• ABOUT THIS TASK:
Below are several entries. Transcribe exactly those lines that fall from the one with "Where can you find the green leaf?" through the one with "<point>72,67</point>", end lines included.

(Point-per-instance localization data)
- Opening Delimiter -

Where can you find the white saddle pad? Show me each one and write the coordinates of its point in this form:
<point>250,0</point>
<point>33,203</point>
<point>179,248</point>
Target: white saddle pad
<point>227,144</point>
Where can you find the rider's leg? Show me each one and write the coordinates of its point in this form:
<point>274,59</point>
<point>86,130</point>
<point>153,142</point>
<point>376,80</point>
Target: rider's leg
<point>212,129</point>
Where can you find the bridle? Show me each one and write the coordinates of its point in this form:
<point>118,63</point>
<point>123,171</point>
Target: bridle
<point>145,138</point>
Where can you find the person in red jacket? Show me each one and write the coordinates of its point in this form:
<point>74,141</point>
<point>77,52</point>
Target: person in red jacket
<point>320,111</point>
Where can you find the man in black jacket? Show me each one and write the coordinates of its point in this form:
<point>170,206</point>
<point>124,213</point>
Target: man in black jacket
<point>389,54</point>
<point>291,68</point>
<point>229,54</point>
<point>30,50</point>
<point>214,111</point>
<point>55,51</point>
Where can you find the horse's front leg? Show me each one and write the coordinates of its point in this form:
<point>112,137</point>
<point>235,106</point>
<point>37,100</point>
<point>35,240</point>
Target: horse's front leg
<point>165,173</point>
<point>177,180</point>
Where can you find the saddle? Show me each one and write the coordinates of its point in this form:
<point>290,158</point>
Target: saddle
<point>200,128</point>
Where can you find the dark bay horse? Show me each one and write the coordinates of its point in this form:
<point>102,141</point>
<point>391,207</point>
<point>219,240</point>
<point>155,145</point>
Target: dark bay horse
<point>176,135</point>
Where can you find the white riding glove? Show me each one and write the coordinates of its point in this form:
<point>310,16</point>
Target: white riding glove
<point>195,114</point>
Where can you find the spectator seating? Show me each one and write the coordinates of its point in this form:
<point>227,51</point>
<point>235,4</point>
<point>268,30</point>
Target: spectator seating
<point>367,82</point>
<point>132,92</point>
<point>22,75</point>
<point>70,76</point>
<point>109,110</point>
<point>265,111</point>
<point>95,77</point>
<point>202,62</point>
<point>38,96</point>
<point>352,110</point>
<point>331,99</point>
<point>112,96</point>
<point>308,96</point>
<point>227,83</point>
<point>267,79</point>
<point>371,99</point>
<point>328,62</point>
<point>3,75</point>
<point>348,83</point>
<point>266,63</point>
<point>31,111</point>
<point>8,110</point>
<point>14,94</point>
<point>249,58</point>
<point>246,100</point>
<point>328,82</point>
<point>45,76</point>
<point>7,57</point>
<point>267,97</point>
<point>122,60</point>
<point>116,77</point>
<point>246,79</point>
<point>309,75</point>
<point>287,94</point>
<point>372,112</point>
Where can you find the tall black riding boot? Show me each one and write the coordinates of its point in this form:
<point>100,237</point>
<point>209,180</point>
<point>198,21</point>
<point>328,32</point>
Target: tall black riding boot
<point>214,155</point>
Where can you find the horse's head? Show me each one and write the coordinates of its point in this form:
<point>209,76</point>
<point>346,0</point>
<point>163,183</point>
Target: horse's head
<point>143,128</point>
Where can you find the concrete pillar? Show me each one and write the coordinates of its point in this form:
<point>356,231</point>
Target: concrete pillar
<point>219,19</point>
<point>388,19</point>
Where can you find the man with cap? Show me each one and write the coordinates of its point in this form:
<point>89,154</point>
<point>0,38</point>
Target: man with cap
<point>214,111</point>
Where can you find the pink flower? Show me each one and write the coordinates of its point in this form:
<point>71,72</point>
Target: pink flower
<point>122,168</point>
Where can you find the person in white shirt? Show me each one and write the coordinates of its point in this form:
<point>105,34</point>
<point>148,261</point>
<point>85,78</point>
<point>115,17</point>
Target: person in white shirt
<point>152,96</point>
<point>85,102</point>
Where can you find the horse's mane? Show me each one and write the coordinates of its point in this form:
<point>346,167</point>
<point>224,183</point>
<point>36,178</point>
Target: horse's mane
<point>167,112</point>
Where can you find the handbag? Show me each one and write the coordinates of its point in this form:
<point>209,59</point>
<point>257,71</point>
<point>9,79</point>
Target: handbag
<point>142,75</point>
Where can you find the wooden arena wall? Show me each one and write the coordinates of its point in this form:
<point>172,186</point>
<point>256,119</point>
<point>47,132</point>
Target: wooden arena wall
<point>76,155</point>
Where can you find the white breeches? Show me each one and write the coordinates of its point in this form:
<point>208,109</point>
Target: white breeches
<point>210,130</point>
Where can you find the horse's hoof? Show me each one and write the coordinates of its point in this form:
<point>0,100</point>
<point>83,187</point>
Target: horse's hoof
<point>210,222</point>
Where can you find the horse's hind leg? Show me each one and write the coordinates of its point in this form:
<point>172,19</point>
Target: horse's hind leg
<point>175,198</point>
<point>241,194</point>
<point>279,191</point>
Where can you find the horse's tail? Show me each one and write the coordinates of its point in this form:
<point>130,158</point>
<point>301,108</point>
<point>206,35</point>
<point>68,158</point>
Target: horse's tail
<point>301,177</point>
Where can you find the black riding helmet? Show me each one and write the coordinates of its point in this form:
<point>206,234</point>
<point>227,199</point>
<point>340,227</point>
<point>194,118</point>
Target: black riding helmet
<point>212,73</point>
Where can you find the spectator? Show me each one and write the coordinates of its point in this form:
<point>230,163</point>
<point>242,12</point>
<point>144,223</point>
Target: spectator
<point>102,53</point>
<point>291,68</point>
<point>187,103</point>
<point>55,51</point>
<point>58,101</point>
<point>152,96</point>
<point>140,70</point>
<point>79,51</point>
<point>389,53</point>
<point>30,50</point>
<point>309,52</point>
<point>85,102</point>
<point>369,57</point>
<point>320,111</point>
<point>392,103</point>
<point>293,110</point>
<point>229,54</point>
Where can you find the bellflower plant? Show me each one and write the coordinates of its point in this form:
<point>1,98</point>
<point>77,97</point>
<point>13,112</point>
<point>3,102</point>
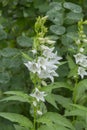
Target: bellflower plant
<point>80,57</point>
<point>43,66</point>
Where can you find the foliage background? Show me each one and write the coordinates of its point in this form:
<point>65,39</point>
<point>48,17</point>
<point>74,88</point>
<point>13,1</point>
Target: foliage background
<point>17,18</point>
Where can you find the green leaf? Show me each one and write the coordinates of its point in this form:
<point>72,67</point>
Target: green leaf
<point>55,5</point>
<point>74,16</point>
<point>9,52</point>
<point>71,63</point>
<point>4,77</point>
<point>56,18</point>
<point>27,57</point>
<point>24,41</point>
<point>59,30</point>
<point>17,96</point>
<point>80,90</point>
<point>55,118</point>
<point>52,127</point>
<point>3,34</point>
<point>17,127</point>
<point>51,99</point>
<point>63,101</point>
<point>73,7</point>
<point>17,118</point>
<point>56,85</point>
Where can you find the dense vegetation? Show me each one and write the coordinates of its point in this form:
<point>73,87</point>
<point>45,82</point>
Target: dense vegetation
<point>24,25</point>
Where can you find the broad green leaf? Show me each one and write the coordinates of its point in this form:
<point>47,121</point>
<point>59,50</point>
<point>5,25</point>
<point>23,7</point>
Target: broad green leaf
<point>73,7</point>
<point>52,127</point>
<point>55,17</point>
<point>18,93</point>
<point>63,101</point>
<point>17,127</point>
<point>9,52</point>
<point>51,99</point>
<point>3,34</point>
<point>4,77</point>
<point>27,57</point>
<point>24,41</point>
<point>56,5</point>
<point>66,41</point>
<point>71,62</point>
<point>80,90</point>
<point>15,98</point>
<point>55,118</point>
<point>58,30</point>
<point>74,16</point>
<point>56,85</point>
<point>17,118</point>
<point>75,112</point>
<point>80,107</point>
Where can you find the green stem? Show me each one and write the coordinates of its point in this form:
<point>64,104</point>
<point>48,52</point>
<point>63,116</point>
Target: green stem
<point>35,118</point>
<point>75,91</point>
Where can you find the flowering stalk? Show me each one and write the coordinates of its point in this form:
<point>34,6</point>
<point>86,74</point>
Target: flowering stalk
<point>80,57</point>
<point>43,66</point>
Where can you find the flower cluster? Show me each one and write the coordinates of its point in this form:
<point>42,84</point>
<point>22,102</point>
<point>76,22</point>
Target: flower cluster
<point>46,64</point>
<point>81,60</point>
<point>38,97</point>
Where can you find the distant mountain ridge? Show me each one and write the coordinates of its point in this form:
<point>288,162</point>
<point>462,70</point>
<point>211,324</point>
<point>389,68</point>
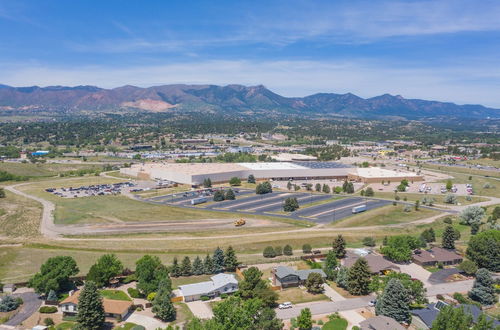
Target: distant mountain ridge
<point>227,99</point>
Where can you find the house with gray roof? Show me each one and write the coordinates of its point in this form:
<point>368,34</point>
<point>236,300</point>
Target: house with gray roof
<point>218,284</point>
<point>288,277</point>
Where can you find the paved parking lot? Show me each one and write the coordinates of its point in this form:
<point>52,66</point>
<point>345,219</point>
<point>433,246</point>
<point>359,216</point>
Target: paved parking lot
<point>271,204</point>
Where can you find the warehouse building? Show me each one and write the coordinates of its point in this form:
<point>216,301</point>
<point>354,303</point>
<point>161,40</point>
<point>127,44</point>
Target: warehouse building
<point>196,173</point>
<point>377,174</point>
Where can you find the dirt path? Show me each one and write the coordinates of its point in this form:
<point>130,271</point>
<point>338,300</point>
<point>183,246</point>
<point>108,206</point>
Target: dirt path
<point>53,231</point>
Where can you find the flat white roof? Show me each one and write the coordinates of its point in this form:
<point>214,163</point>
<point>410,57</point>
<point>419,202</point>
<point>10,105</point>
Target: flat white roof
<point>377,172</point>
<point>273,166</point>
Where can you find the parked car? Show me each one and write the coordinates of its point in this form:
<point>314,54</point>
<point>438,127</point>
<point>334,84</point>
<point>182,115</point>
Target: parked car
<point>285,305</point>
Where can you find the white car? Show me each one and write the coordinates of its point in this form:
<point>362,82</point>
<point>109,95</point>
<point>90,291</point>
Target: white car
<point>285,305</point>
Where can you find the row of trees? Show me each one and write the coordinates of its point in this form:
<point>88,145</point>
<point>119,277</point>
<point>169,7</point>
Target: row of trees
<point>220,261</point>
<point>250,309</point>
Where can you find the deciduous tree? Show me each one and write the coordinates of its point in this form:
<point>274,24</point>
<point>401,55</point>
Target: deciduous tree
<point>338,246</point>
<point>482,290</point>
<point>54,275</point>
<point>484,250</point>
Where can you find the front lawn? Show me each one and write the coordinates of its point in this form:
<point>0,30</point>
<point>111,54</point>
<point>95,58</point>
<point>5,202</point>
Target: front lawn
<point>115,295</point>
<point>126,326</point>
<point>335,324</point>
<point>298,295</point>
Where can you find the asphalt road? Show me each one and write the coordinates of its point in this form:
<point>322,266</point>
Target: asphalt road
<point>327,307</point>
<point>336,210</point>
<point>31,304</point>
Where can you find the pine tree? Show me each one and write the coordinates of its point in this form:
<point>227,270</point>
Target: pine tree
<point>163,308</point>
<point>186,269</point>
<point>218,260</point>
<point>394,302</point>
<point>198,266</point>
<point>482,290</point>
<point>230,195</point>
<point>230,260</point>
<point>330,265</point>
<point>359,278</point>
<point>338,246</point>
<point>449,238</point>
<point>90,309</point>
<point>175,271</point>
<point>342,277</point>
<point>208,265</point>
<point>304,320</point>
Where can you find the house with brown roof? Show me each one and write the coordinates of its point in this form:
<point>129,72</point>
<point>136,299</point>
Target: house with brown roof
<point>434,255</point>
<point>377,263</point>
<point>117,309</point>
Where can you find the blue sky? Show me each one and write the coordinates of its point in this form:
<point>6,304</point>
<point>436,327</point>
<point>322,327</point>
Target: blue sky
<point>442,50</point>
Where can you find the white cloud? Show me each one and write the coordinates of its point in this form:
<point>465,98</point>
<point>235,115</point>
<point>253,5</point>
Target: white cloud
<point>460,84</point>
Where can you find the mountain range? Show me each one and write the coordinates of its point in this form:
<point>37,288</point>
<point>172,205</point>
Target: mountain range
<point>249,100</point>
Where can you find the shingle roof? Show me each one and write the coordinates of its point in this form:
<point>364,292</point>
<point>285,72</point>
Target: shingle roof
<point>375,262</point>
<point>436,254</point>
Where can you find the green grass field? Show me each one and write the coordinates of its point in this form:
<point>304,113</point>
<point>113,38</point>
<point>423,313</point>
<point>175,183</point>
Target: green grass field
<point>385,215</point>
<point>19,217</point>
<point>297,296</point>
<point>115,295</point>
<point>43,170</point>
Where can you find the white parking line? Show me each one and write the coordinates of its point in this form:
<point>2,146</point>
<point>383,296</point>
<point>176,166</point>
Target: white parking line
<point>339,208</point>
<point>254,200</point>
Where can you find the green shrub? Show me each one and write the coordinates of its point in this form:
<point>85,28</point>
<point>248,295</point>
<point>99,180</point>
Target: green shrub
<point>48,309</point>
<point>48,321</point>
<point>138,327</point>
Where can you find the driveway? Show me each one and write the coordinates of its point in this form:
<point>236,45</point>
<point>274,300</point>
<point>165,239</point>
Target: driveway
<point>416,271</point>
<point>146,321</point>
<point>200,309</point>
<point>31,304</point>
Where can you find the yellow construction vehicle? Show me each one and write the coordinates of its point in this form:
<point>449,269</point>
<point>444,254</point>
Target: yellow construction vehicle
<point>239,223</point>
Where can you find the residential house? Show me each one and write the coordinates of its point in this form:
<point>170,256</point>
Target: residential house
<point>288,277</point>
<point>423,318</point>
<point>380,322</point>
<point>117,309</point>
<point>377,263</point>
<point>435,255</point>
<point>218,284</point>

- Closing Delimiter -

• SOLVED PROBLEM:
Where can you find the green leaf? Show me each one and write the coordinates of its point in this form:
<point>72,67</point>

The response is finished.